(REQUIRED WORK):
1: From the sparse matrices passage, echo the part from "Matrices for PDE" up to and including "to storing zeros.".
2: According to the sparse matrices passage, how much memory would storing every entry of the matrix for a problem with one million degrees of freedom require?
3: Go on with the sparse matrices passage from where it stops.

(EXCERPTED TEXT):
···

Sparse matrices with scipy.sparse

2.2. Sparse matrices with scipy.sparse#

Matrices for PDE simulations are usually large, up to the level that computers may run out of memory when trying to store the matrices for very large problems. For a problem with one million degrees of freedom, the matrix contains \(10^6\times10^6=10^{12}\) numbers. Storing \(10^{12}\) floating point numbers with 8 bytes each would blow up the memory requirement to 8 TB. However, these large matrices typically contain mostly zeros. For a large finite element problem, the number of nonzero values in one million by one million matrix is typically of the order \(10^7\) to \(10^8\). No matter where you are in that range, practically all of the 8 TB would be dedicated to storing zeros.

Fortunately, there are more efficient ways of storing large matrices with many zeros, or sparse matrices and these are an essential ingredient of PDE simulation software. In fact, sparse matrix storage is not only beneficial for memory requirements but also allows for much more efficient algorithms for linear algebra operations with those matrices. Again thinking of the \(10^6\times10^6\) matrix, performing a matrix vector multiplication with a vector of length \(10^6\) requires \(10^{12}\) multiplications. Quite some work, also for a fast computer, and a huge waste of effort if the matrix is sparse because the multiplications with zero anyway do not contribute to the result. Of course it is algorithmically a bit more complicated to store only the non-zero values of a matrix (to have all the information about the matrix you also need to know the position of the nonzero values!) and to perform linear algebra operations, but efficient libraries are available that do the heavy lifting for you. In this notebook, we will explore scipy.sparse.

···

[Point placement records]

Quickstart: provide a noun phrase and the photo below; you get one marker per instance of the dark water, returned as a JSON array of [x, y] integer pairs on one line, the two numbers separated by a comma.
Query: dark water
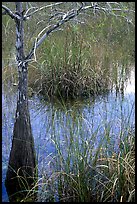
[[50, 120]]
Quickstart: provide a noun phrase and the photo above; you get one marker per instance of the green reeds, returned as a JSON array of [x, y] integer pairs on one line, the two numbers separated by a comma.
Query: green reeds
[[82, 170]]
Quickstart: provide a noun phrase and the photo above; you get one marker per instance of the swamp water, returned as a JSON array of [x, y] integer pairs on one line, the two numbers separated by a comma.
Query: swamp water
[[104, 115]]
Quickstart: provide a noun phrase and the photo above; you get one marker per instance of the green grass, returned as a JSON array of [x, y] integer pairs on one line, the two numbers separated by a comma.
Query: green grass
[[83, 174], [81, 60]]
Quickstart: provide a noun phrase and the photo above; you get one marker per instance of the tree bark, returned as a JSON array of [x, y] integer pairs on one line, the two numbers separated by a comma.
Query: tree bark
[[22, 163]]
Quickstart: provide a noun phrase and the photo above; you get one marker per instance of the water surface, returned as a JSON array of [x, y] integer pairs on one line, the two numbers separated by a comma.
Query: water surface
[[58, 120]]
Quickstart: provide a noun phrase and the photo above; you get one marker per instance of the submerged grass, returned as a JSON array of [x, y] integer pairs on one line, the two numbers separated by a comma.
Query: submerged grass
[[82, 60], [82, 174]]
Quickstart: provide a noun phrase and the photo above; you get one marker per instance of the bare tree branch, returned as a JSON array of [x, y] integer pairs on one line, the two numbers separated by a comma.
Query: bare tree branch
[[65, 18], [10, 13], [39, 9]]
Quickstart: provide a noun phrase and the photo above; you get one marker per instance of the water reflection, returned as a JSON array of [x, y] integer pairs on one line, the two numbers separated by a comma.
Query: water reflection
[[50, 120]]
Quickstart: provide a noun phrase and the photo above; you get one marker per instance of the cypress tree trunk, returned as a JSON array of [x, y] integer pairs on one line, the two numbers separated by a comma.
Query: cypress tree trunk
[[22, 163]]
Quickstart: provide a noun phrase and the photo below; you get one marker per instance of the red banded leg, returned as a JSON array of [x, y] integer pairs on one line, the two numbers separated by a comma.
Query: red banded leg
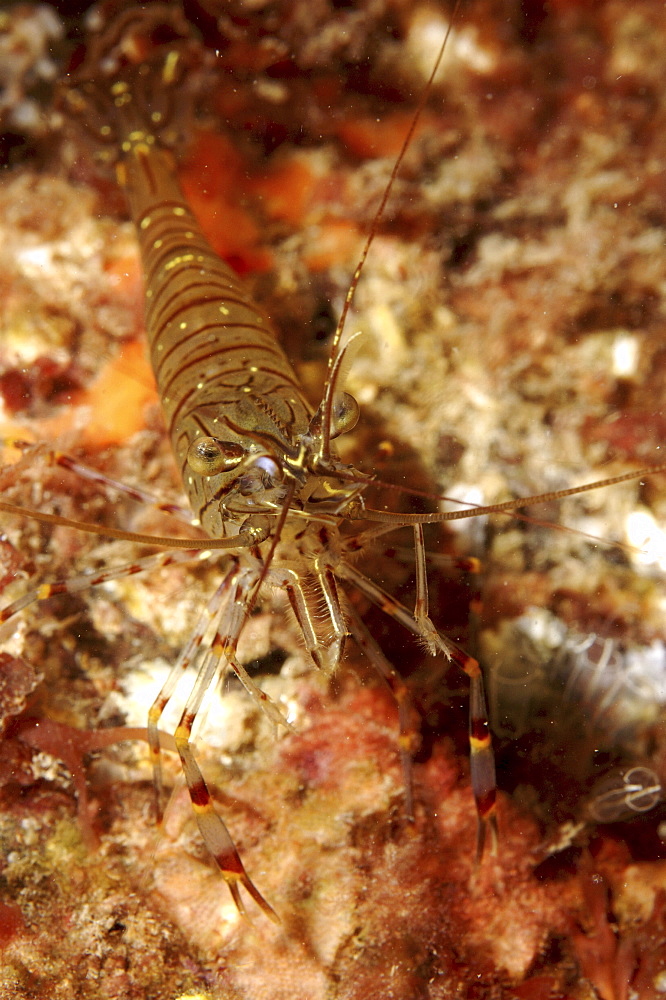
[[216, 659], [408, 739], [50, 456], [482, 761], [94, 578]]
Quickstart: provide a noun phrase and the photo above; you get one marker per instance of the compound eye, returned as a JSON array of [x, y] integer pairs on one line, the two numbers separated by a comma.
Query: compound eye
[[209, 456], [346, 412], [269, 468]]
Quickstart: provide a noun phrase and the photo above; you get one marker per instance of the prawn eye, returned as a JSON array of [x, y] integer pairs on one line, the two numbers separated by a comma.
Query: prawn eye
[[207, 456], [346, 412], [269, 467]]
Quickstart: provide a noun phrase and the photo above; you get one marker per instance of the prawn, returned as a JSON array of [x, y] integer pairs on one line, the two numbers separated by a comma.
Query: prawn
[[259, 465]]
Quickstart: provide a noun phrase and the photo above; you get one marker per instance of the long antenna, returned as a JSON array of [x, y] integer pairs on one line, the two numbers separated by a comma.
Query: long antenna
[[324, 414]]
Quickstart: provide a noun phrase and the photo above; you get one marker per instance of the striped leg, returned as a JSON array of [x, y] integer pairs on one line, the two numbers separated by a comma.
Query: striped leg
[[482, 761], [408, 740], [94, 578], [216, 660], [50, 456]]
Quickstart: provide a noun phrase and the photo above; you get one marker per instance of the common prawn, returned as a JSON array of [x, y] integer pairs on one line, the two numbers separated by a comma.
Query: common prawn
[[350, 487]]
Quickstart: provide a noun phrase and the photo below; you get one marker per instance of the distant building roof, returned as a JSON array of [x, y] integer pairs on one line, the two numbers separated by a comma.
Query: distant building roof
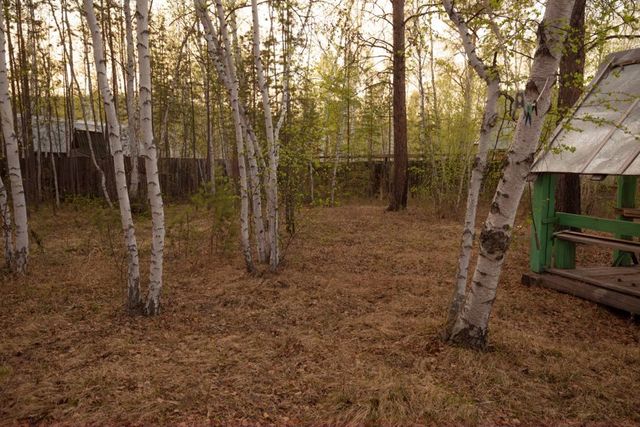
[[602, 135]]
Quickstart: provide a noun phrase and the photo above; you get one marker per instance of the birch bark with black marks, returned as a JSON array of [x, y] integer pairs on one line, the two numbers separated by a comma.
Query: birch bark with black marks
[[154, 193], [272, 144], [103, 179], [472, 325], [492, 79], [399, 188], [7, 234], [336, 159], [133, 276], [219, 56], [130, 73], [21, 249]]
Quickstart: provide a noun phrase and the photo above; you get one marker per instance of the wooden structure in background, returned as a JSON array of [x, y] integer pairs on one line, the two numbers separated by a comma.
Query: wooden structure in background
[[601, 137]]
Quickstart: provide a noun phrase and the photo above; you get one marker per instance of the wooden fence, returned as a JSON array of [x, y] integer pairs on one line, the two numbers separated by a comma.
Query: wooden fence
[[179, 177]]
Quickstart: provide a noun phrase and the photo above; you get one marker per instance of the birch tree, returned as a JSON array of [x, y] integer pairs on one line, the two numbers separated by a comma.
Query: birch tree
[[221, 62], [20, 253], [130, 97], [154, 192], [5, 216], [492, 79], [471, 326], [272, 144], [399, 190], [134, 299]]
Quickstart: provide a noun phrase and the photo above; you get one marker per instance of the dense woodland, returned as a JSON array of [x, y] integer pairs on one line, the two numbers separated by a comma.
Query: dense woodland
[[264, 113]]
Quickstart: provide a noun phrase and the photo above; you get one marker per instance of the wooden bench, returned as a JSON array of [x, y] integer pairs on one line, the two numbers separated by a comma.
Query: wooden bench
[[609, 242]]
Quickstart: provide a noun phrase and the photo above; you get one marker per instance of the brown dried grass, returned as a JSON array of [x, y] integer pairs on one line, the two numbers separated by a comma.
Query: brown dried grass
[[347, 333]]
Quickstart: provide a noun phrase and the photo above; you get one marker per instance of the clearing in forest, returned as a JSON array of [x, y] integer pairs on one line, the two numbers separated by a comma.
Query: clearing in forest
[[347, 332]]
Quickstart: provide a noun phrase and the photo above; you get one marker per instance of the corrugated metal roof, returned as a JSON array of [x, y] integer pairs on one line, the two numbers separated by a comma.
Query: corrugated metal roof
[[602, 136]]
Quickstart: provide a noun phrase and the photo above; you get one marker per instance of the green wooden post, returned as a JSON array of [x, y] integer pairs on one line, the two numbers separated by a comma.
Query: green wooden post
[[625, 198], [543, 211]]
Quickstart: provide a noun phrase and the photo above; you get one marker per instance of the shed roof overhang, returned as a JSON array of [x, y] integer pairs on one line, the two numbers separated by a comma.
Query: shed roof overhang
[[601, 136]]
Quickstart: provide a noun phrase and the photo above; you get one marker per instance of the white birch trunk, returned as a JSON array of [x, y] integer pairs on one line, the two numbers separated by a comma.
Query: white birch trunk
[[272, 143], [218, 55], [154, 192], [128, 228], [134, 152], [336, 160], [492, 79], [471, 326], [5, 214], [250, 143], [21, 249]]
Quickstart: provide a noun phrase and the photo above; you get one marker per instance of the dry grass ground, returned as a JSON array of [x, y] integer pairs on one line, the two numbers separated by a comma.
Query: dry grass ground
[[347, 333]]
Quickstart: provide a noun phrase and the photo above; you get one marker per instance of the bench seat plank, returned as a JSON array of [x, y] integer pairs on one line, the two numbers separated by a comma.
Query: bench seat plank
[[611, 242]]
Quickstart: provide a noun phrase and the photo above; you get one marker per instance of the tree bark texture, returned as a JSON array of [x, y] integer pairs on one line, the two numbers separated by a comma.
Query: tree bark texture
[[133, 286], [21, 249], [571, 85], [398, 196], [154, 192]]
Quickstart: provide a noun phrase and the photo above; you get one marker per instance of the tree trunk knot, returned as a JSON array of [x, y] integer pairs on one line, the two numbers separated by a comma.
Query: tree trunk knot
[[494, 241]]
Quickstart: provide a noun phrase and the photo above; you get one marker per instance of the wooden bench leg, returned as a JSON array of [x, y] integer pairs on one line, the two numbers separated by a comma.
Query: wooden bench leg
[[565, 254]]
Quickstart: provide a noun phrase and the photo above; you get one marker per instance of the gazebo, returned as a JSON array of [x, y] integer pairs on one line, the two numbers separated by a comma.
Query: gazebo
[[600, 138]]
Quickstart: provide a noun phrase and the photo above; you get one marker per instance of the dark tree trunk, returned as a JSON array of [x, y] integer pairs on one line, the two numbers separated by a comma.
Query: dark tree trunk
[[571, 84], [398, 196]]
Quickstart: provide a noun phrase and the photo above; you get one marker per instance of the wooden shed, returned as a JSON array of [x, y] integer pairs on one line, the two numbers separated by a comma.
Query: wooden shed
[[600, 138]]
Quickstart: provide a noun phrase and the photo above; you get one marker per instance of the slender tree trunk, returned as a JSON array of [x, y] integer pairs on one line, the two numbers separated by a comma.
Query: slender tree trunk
[[154, 192], [571, 84], [398, 196], [5, 216], [134, 300], [221, 60], [132, 124], [272, 144], [211, 167], [336, 159], [103, 178], [492, 79], [21, 251], [472, 325]]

···

(ANSWER SET):
1:
Matrices for PDE simulations are usually large, up to the level that computers may run out of memory when trying to store the matrices for very large problems. For a problem with one million degrees of freedom, the matrix contains \(10^6\times10^6=10^{12}\) numbers. Storing \(10^{12}\) floating point numbers with 8 bytes each would blow up the memory requirement to 8 TB. However, these large matrices typically contain mostly zeros. For a large finite element problem, the number of nonzero values in one million by one million matrix is typically of the order \(10^7\) to \(10^8\). No matter where you are in that range, practically all of the 8 TB would be dedicated to storing zeros.

2: 8 TB

3:
Storage types: COO vs CSR and CSC#

There are different ways to store the data in a sparse matrix. The most intuitive one is the coordinate list or COO storage. This one is convenient for constructing matrices, but it is not the most efficient one for matrix operations. The COO format stores for every non-zero entry the row-index, the column-index and the value, i.e. 2 integers and 1 floating point number. By convention, the COO format allows for duplicate entries, that are meant to be summed together.

A more optimized alternative is the CSR (Compressed Sparse Row) format. In this format, non-zero values are stored in a vector after they have been grouped by row, another vector of equal length stores corresponding column indices, while a third vector stores pointers to the first non-zero entry of each row. The size of the third vector is therefore equal to the number of rows rather than to the number of non-zero entries. This generally offers a small reduction in required memory, but the main gain from this format is that it is very efficient to extract data from the matrix row-by-row, which is precisely what is needed for efficient matrix-vector product evaluation. A similar format is the CSC (Compressed Sparse Column) format which stores row indices and column pointers instead.

In the example below, we use the COO and CSR formats to store a matrix similar to the one that was used in the page on assembly and numpy._ix. Note that this is not a very representative example of a sparse matrix, it contains very few zeros, but here we are just illustrating how to use scipy.sparse and what data is stored.

import numpy as np
import scipy.sparse as sp

# Connectivity matrix
elements = np.array([ 
    [0, 1, 4], 
    [1, 2, 4], 
    [2, 3, 4], 
    ])

# Element matrix (simplified)
K_elem = np.array([
        [2.0, -1.0, -1.0],
        [-1.0, 2.0, -1.0],
        [-1.0, -1.0, 2.0]
    ])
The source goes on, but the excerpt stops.